> **TAREA REQUERIDA**: Por favor, reproduce sin ningún cambio todas las líneas del material que sigue.

> **MATERIAL DE TRABAJO**:
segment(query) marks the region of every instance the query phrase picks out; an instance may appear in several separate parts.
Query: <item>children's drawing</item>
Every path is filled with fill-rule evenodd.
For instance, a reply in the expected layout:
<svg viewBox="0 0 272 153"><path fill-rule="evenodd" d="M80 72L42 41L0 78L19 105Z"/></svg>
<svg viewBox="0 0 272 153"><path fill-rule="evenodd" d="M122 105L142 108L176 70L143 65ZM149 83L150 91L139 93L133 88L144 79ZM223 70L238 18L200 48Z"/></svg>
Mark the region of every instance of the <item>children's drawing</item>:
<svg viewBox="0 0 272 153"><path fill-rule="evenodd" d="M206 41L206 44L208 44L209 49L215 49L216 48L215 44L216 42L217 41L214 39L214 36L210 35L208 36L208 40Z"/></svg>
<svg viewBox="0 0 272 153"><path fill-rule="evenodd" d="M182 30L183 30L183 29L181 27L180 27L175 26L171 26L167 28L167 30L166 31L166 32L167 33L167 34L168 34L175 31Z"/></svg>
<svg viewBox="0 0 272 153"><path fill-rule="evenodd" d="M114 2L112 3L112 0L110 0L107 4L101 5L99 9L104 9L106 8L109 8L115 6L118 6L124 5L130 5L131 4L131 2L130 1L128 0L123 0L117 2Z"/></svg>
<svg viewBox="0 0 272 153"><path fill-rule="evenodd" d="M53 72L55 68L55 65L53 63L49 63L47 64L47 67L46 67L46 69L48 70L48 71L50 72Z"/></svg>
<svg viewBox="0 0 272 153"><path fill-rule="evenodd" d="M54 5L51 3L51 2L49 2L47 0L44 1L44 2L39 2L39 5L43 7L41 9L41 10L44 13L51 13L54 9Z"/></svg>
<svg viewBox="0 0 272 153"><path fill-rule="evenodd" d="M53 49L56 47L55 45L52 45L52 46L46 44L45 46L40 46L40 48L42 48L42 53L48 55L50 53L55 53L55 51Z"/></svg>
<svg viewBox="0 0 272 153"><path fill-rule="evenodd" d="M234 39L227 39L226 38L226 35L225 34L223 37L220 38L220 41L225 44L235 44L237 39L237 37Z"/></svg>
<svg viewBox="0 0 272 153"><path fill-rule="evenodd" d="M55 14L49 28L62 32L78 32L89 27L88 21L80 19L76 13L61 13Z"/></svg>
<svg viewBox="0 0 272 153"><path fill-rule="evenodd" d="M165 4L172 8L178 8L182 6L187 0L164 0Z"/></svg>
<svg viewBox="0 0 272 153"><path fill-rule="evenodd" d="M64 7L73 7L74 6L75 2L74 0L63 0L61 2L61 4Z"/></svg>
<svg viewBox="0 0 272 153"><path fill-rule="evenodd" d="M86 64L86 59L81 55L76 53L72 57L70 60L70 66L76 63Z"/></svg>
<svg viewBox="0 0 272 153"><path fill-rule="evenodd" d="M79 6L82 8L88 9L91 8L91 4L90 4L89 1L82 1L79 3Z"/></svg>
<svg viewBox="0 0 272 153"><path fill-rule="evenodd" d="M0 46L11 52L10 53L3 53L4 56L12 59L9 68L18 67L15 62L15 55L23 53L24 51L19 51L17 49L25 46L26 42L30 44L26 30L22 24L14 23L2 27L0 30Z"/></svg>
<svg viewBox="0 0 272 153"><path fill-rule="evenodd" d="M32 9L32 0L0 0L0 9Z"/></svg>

> **RESULTADO FINAL**:
segment(query) marks the region of every instance the query phrase picks out; an instance may appear in several separate parts.
Query: <item>children's drawing</item>
Every path is filled with fill-rule evenodd.
For instance, a reply in the expected layout:
<svg viewBox="0 0 272 153"><path fill-rule="evenodd" d="M80 72L42 41L0 78L19 105Z"/></svg>
<svg viewBox="0 0 272 153"><path fill-rule="evenodd" d="M122 105L142 108L176 70L143 65ZM149 83L150 91L139 93L133 88L144 79ZM223 70L238 18L200 48Z"/></svg>
Mark the region of every instance of the <item>children's drawing</item>:
<svg viewBox="0 0 272 153"><path fill-rule="evenodd" d="M206 41L206 44L208 44L209 49L215 49L216 48L215 44L216 42L217 41L214 39L214 36L210 35L208 36L208 40Z"/></svg>
<svg viewBox="0 0 272 153"><path fill-rule="evenodd" d="M182 30L183 30L183 29L181 27L180 27L175 26L171 26L167 28L167 30L166 31L166 32L167 33L167 34L168 34L175 31Z"/></svg>
<svg viewBox="0 0 272 153"><path fill-rule="evenodd" d="M114 2L112 3L112 0L110 0L107 4L101 5L99 9L104 9L106 8L109 8L115 6L118 6L124 5L130 5L131 4L131 2L130 1L128 0L123 0L117 2Z"/></svg>
<svg viewBox="0 0 272 153"><path fill-rule="evenodd" d="M53 72L55 68L55 65L53 63L49 63L47 64L47 67L46 67L46 69L48 70L48 71L50 72Z"/></svg>
<svg viewBox="0 0 272 153"><path fill-rule="evenodd" d="M54 5L51 3L51 2L49 2L47 0L44 1L44 2L39 2L39 5L43 7L41 9L41 10L44 13L51 13L54 9Z"/></svg>
<svg viewBox="0 0 272 153"><path fill-rule="evenodd" d="M53 49L56 47L55 45L52 45L52 46L46 44L45 46L40 46L40 48L42 48L42 53L48 55L50 53L55 53L55 51Z"/></svg>
<svg viewBox="0 0 272 153"><path fill-rule="evenodd" d="M234 39L227 39L226 38L226 35L225 34L223 37L220 38L220 41L225 44L235 44L237 39L237 37Z"/></svg>
<svg viewBox="0 0 272 153"><path fill-rule="evenodd" d="M55 14L49 28L62 32L78 32L89 27L88 21L80 19L76 13L61 13Z"/></svg>
<svg viewBox="0 0 272 153"><path fill-rule="evenodd" d="M165 4L172 8L178 8L182 6L187 0L164 0Z"/></svg>
<svg viewBox="0 0 272 153"><path fill-rule="evenodd" d="M64 7L73 7L74 6L75 2L74 0L63 0L61 2L61 4Z"/></svg>
<svg viewBox="0 0 272 153"><path fill-rule="evenodd" d="M86 64L86 59L81 55L76 53L72 57L70 60L70 66L76 63Z"/></svg>
<svg viewBox="0 0 272 153"><path fill-rule="evenodd" d="M79 6L82 8L88 9L91 8L91 4L90 4L89 1L82 1L79 3Z"/></svg>
<svg viewBox="0 0 272 153"><path fill-rule="evenodd" d="M0 46L11 52L10 53L3 53L4 56L12 59L9 68L18 67L15 62L15 55L23 53L24 51L19 51L17 49L25 46L26 42L30 44L26 30L22 24L14 23L2 27L0 30Z"/></svg>
<svg viewBox="0 0 272 153"><path fill-rule="evenodd" d="M32 9L32 0L0 0L0 9Z"/></svg>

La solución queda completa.